Given instruction: How many lines in the items below contain the string "metal"? Case counts. Reply with the number alone.

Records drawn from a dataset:
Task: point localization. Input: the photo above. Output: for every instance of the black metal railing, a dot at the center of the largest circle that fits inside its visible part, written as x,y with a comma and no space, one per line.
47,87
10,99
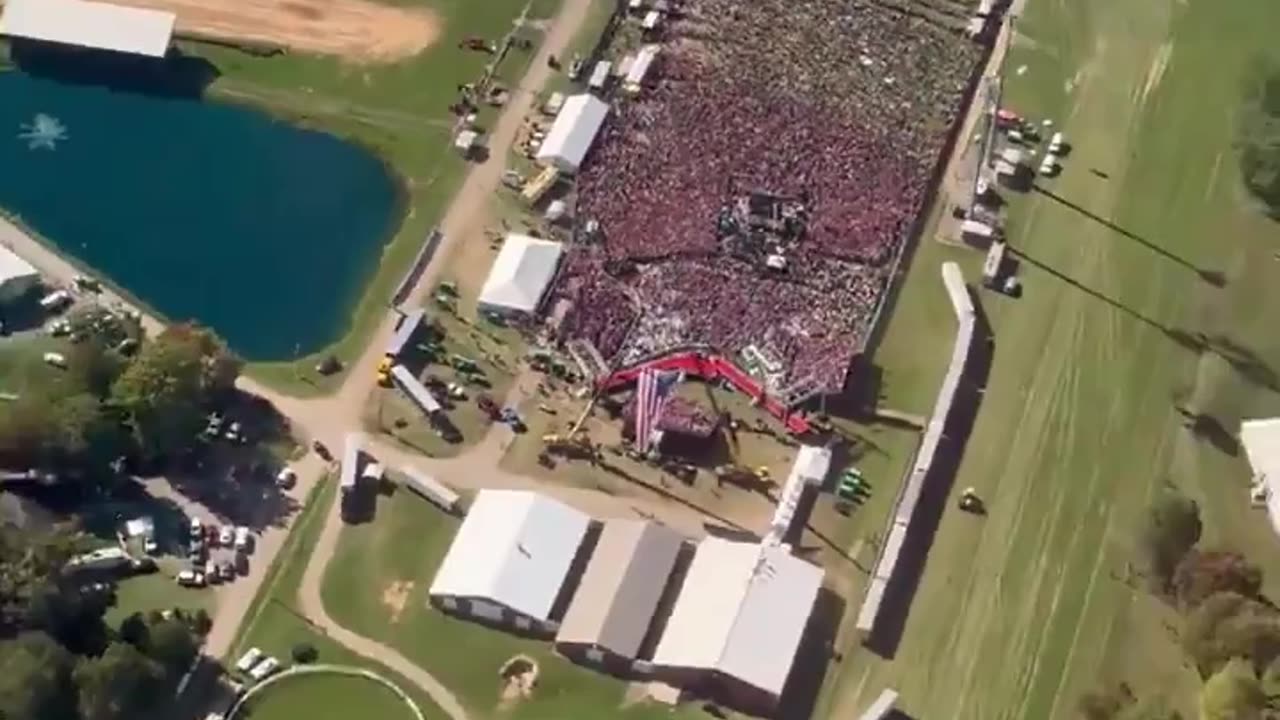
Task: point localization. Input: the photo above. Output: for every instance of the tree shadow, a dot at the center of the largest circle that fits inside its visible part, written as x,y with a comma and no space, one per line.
1211,277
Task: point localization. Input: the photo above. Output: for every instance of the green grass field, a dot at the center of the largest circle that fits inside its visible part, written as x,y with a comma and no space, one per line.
275,625
1022,611
376,586
327,697
398,110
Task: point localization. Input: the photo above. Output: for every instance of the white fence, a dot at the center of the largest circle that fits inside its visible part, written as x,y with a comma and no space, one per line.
909,495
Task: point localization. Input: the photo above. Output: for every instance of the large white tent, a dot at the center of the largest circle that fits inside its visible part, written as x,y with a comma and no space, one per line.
741,614
90,24
512,552
574,132
17,276
520,274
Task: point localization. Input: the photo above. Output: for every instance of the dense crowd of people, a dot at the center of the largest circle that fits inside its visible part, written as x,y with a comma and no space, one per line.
845,103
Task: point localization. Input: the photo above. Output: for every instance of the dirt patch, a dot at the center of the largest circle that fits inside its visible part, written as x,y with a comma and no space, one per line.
396,597
357,30
519,677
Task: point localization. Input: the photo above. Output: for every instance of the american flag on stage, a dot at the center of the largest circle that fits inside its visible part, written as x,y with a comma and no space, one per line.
653,388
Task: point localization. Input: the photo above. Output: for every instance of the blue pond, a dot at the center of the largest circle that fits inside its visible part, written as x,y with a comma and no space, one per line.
216,213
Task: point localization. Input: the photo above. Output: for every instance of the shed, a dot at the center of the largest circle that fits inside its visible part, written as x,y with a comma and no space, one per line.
616,601
739,620
17,276
520,276
511,559
574,131
103,26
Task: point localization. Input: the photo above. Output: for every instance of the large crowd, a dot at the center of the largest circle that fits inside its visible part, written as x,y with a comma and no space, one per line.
845,103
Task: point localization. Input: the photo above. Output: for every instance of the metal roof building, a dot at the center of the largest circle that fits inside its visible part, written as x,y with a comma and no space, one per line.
618,595
520,276
741,614
90,24
513,551
572,133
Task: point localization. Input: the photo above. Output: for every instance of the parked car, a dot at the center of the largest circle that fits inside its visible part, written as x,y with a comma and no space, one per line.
248,660
191,579
264,668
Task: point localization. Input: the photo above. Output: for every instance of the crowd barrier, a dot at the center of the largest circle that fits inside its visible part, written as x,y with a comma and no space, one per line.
913,486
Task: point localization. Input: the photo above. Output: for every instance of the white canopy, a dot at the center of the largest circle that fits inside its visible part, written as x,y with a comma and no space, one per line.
515,548
90,24
520,274
741,611
574,132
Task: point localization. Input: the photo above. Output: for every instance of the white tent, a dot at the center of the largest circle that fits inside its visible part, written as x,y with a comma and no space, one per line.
741,613
574,132
513,550
1261,441
90,24
17,276
520,276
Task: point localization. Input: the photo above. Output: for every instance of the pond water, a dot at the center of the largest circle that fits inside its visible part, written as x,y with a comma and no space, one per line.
261,229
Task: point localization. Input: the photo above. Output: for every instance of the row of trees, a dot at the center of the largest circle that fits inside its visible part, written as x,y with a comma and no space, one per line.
106,406
1229,630
59,660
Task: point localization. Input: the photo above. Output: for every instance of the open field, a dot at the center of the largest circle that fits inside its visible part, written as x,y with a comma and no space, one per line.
327,697
376,586
273,623
400,110
1022,611
360,31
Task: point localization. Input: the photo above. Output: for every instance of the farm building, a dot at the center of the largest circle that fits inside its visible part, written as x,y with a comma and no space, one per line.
615,604
520,276
809,470
1261,441
101,26
739,620
572,133
17,276
512,560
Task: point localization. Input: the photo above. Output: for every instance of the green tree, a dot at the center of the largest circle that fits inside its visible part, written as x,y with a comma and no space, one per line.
167,388
1203,573
1258,136
119,684
36,679
1233,693
173,645
1170,531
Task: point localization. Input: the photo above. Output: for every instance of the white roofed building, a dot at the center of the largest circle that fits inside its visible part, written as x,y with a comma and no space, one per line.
17,276
739,620
572,133
511,560
101,26
1261,441
615,604
520,276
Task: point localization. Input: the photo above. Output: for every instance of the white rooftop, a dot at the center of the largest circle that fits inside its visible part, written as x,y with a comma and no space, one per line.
515,548
13,267
90,24
743,611
574,132
521,273
1261,441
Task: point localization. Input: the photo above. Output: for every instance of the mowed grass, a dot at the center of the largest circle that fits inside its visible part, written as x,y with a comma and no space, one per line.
1022,611
398,110
376,584
328,697
275,625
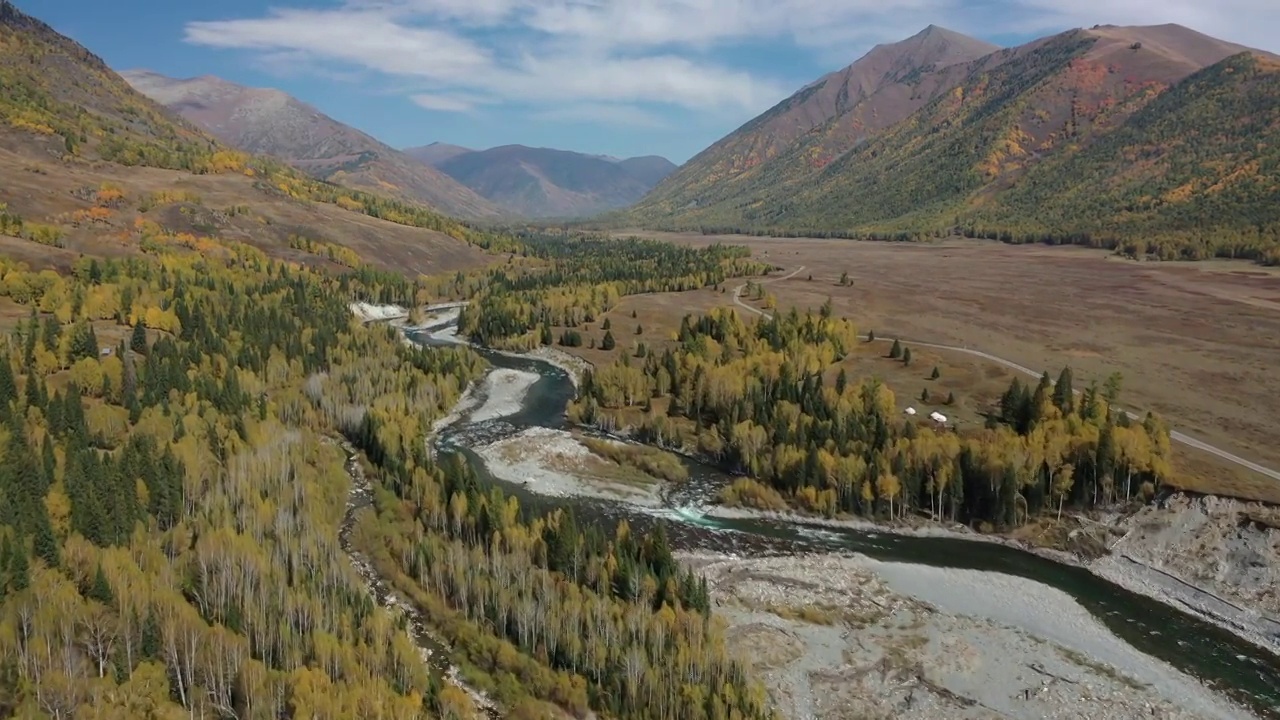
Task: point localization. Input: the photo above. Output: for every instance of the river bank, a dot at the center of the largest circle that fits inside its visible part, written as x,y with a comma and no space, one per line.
839,637
544,459
554,463
432,650
1124,569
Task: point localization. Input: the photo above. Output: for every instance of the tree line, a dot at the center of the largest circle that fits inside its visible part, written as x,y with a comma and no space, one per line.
759,400
172,497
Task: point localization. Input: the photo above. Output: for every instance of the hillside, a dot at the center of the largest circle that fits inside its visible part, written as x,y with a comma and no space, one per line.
91,165
269,122
649,169
832,114
540,182
435,153
1101,136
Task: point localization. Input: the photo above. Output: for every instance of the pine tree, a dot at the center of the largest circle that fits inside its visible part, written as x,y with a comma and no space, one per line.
44,543
19,569
101,589
1064,395
8,384
138,342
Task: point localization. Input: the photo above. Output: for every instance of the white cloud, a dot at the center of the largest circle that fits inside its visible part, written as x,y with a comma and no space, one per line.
594,58
607,114
443,103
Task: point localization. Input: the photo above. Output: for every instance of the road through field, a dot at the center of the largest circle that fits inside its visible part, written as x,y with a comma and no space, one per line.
1173,434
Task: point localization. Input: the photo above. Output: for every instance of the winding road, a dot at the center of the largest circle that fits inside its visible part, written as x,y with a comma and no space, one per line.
1173,434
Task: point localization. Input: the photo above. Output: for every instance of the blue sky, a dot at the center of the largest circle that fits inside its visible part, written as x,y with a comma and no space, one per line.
618,77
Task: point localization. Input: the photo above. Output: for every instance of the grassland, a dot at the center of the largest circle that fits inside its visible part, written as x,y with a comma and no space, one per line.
1196,342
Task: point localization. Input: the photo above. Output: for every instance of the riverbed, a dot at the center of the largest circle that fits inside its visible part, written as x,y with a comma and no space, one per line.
1175,659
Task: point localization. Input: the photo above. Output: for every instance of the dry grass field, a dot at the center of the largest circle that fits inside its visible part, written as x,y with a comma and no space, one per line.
45,190
1196,342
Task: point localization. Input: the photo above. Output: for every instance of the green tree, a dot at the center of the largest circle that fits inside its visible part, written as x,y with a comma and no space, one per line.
138,341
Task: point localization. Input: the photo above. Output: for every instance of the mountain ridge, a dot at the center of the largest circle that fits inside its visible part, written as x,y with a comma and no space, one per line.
94,167
818,103
547,182
544,182
987,126
270,122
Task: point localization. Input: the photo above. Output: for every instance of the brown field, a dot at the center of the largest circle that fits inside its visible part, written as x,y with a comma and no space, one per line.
1196,342
41,188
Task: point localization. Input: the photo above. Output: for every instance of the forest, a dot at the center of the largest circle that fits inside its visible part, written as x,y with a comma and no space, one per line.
760,400
572,279
1036,150
173,487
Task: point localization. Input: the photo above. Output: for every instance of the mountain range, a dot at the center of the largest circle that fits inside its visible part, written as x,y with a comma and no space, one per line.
1150,135
270,122
510,181
540,182
92,167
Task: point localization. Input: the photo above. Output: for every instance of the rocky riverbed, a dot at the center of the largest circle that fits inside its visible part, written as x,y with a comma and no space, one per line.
844,637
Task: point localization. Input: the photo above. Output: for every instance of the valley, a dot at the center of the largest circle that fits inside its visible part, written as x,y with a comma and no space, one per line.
298,424
1160,324
890,629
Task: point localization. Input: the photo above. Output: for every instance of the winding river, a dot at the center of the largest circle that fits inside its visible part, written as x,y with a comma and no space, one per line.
1228,664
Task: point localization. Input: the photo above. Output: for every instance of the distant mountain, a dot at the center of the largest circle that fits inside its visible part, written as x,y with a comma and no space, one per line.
91,167
1101,136
842,108
540,182
270,122
435,153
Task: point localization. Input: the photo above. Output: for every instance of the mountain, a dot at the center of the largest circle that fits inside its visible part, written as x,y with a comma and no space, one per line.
540,182
1040,141
269,122
649,169
882,87
92,167
435,153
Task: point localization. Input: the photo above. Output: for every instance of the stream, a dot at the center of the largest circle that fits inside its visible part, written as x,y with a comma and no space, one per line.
1229,665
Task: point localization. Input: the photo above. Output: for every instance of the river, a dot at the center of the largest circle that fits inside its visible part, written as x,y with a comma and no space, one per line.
1228,664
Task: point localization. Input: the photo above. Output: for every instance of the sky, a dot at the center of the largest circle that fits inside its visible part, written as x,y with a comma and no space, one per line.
615,77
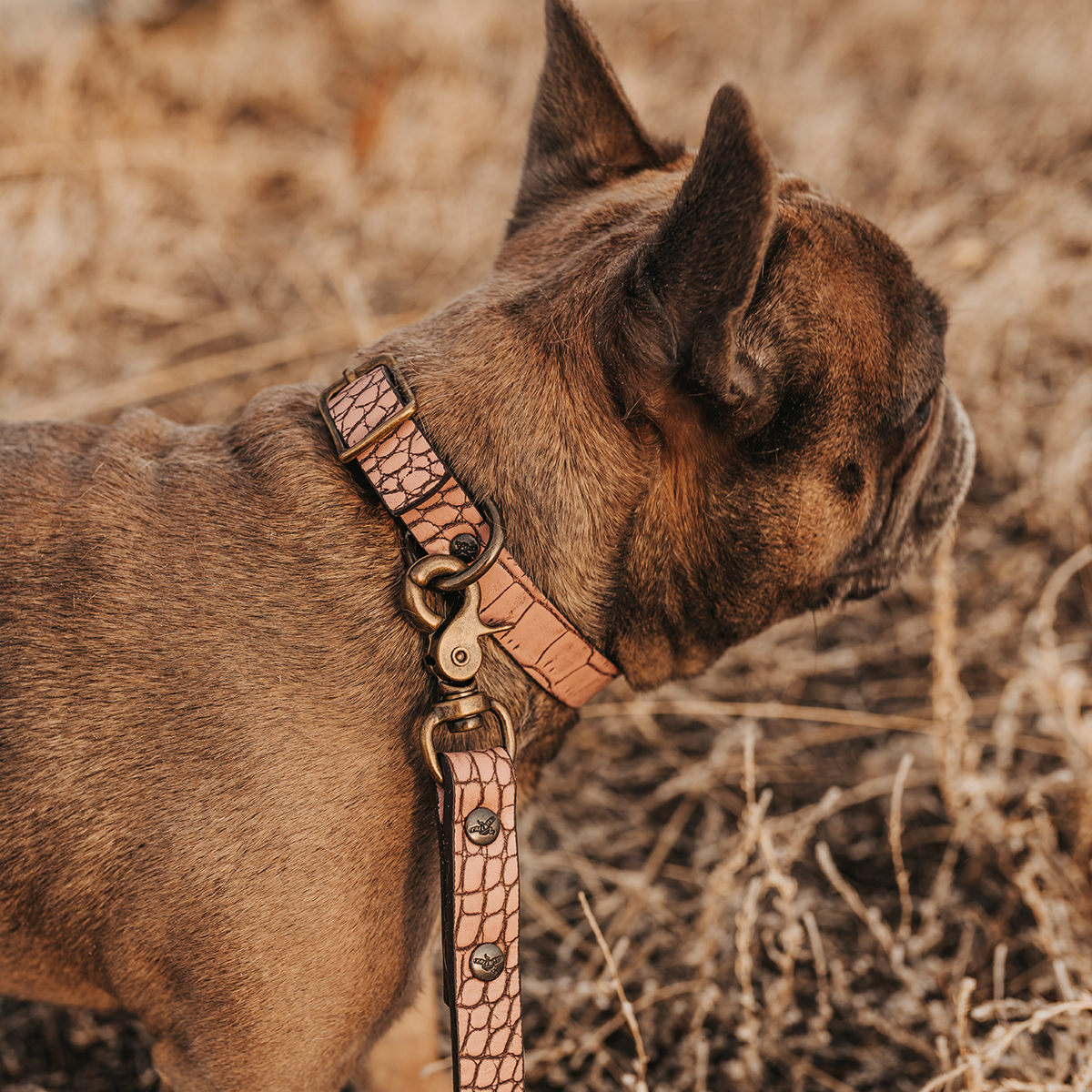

Final answer: 2